Top of Dataset
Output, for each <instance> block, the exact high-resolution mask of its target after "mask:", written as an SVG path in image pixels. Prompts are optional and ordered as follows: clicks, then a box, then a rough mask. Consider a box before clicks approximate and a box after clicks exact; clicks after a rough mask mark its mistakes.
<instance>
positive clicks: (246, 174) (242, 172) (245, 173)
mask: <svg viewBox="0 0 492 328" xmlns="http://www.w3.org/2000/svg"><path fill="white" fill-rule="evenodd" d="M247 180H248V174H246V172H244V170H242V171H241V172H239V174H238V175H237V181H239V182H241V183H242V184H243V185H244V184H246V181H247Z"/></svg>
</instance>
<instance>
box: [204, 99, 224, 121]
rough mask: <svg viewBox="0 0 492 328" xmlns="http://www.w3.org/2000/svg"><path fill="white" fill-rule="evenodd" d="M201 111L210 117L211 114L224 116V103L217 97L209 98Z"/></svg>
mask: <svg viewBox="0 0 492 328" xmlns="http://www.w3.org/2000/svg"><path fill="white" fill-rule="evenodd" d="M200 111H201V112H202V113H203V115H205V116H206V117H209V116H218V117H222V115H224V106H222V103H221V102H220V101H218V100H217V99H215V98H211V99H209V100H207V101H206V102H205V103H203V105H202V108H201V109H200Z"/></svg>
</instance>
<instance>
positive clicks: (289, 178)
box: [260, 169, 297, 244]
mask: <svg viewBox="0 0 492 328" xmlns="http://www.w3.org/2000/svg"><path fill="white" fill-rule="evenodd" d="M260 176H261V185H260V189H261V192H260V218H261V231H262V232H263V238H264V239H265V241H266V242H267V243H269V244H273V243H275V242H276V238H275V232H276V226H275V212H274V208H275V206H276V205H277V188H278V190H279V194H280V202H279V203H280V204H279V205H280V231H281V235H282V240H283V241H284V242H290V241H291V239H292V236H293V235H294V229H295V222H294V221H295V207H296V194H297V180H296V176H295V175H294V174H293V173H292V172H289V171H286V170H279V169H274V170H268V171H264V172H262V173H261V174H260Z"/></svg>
Bottom of Dataset
§ **What to produce**
Please give the records again, from the start through the line with "positive clicks: (246, 174)", swapping "rough mask" for "coarse mask" and leaving everything else unchanged.

§ **Your response**
Output, for each <instance> block, the exact high-resolution mask of its target after "mask:", written as an SVG path in image pixels. Prompts are optional and ordered as follows: clicks, then a box, then a coarse mask. Consider a box before clicks approximate and a box after clicks exact; clicks after a coarse mask mark its mistakes.
<instance>
positive clicks: (246, 174) (242, 172) (245, 173)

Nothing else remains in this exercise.